This matter has been fixed for final hearing in my list commencing on 1 August 2012. On 23 February 2012 the husband filed a similar application in which he sought orders that the single expert’s report not be admitted into evidence for the final hearing, and that the wife reimburse him for his share of the costs of that report. That was prior to the delivery of questions to the single expert. That matter was listed for hearing before me on 29 February 2012. On that date I made orders by consent which provided for a process, in accordance with the Family Law Rules 2004 (Cth), by which the parties could forward questions to the single expert, and which further provided that on or before 30 May 2012 the single expert and the parties’ respective shadow experts confer.
It is part of the husband’s case today that this conference should not take place. Hence the listing of this matter at short notice. The wife seeks orders dismissing the husband’s application, amending the times for the filing of documents in accordance with my orders of 29 February 2012, and requiring the husband to make payment in full of the single expert’s outstanding fees, to authorise his accountants to provide documents in accordance with requests from the wife’s solicitor or her shadow expert or the single expert, and to do all necessary things to appoint a valuer to value the property at I Street, Town P.
The matter has been listed in the Judicial Duty List and proceeded on the basis of the affidavit of Mr Edward, sworn 15 May 2012, in support of the husband’s application, and the affidavit of Ms Cherrie, sworn 25 May 2012, by way of reply to the husband’s application, and the affidavit of Mr Edward in support of the wife’s response. I also heard submissions made by both Mr Edward, on behalf of the husband, and Mr Salamanca of counsel, on behalf of the wife. It is common ground that, in anticipation of a conciliation conference on 12 August 2011, the parties appointed the single expert by joint letter of engagement, instructing him as follows:
Both parties accept your estimate of fees, and would be obliged if you would proceed with a single expert valuation of the units in the [E Unit Trust], as at 30 June 2011.

== INFORMATION PROVIDED ==
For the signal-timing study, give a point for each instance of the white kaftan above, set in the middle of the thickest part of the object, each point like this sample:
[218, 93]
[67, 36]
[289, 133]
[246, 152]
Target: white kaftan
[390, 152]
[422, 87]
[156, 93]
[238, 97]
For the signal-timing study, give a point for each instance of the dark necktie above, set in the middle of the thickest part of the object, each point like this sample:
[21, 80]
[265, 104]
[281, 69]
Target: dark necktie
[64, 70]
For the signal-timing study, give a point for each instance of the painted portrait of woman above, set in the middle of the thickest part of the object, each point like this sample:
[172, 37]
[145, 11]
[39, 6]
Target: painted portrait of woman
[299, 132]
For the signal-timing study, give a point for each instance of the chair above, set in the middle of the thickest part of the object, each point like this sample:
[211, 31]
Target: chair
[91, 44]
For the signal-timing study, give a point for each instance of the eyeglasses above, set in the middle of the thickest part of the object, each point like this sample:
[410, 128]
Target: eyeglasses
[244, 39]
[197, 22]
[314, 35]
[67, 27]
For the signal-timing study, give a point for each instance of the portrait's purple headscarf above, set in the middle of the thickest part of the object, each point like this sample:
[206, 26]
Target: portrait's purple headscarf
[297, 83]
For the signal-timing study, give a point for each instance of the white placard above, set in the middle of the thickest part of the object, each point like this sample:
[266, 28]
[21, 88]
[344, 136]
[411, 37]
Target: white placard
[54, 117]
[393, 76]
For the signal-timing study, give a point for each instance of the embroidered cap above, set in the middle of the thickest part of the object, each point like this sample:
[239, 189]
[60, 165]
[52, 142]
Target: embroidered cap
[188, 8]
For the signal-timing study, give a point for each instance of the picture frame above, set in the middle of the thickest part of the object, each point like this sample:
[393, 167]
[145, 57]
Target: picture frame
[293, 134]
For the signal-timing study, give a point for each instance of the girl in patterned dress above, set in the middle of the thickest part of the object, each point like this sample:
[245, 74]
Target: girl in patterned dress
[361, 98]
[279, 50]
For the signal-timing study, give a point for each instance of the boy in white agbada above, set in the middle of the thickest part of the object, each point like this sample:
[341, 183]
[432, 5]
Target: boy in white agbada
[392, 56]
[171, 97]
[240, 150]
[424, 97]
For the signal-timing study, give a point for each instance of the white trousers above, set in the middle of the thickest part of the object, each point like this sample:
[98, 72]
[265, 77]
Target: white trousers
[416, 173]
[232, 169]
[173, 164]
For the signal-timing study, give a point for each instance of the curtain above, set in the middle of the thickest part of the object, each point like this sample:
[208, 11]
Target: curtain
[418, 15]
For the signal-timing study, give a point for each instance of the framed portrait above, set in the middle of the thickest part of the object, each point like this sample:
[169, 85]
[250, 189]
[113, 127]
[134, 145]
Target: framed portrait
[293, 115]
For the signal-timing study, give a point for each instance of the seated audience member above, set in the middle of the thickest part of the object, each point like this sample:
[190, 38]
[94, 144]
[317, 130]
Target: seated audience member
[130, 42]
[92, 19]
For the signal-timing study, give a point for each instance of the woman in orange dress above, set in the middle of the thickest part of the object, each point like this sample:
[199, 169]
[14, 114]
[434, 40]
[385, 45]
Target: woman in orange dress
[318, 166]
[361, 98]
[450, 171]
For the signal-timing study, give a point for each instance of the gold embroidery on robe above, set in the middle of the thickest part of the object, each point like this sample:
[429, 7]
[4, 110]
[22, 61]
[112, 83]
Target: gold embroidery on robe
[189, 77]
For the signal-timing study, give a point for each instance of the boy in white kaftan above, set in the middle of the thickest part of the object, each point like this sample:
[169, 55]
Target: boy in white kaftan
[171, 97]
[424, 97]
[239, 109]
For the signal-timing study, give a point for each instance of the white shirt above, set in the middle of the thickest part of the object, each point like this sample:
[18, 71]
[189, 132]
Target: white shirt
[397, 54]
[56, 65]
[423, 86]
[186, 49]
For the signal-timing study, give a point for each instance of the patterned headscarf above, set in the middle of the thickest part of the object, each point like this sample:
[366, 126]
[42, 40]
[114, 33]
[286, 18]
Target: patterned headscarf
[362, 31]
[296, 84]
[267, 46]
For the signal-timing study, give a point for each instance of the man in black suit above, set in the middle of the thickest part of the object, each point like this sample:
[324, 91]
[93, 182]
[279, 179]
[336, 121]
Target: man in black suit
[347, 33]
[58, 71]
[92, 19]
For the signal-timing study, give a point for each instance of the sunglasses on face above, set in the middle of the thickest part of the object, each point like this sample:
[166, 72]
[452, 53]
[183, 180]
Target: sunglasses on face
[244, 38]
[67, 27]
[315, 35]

== CHALLENGES ==
- A) Quote the court judgment, starting at "It is part of" and ending at "Street, Town P.".
- B) According to the court judgment, by what date were the single expert and the parties' shadow experts to confer?
- C) Proceed with the court judgment from the point where it stops.

== SOLVED PROBLEMS ==
- A)
It is part of the husband’s case today that this conference should not take place. Hence the listing of this matter at short notice. The wife seeks orders dismissing the husband’s application, amending the times for the filing of documents in accordance with my orders of 29 February 2012, and requiring the husband to make payment in full of the single expert’s outstanding fees, to authorise his accountants to provide documents in accordance with requests from the wife’s solicitor or her shadow expert or the single expert, and to do all necessary things to appoint a valuer to value the property at I Street, Town P.

- B) On or before 30 May 2012.

- C)
There were two elements to the husband’s case. Firstly, that the single expert had not valued the units in the E Unit Trust, the entity he was instructed to value, and secondly, that the process by which the single expert purportedly valued the husband’s professional business was tainted by communications between the wife’s solicitor and the single expert.
At page 2 of his report, dated 10 August 2011, the single expert stated as follows:
We have been requested by the respective parties of the [Langham Harcourt] family law matter to prepare a single expert valuation report, in respect of the units of [E Unit Trust] as at 30 June 2011. As indicated by the factors included in this report, and by us in our recent discussions with Taussig Cherrie Fildes Lawyers, we do not consider it appropriate to value the units in [E Unit Trust], without specific reference to the [professional businesses] and revenues generated privately by the [professionals] who utilise [E Unit Trust] merely as a service entity vehicle. In the context of this matter, we have sought to value the specific [professional business] operated by [Mr Harcourt] with reference to [Mr Harcourt’s] notional proportional expenditure, incurred by way of use of the service entity [E Unit Trust].
It was on this basis that the single expert proceeded to value the husband’s professional business. It was submitted by Mr Salamanca that the letter of instruction requiring the single expert to value the units in the E Unit Trust was nothing more than a technical mis-description and that both the husband and his solicitor would have at all times understood that it was the husband’s professional business that was to be valued. He referred me to correspondence passing between the solicitors for the husband and the wife, in which reference was made to the husband’s business. That correspondence includes the letter dated 28 June 2011, from the wife’s solicitor to the husband’s solicitor, in which she referred to both the husband’s business and the E Unit Trust and associated entities, and the letter dated 11 July 2011 from the husband’s solicitor, in which he said:
In relation to my client’s [business], my client is happy for your client to obtain any document she wants, direct from the parties’ accountant, and that should satisfy your requirements.
Mr Salamanca also referred me to the authorities provided by the husband to the wife for the purposes of obtaining the documents she required, which referred to:
all documents and information they may request from you in relation to the financial circumstances of [E Unit Trust] and my [professional business].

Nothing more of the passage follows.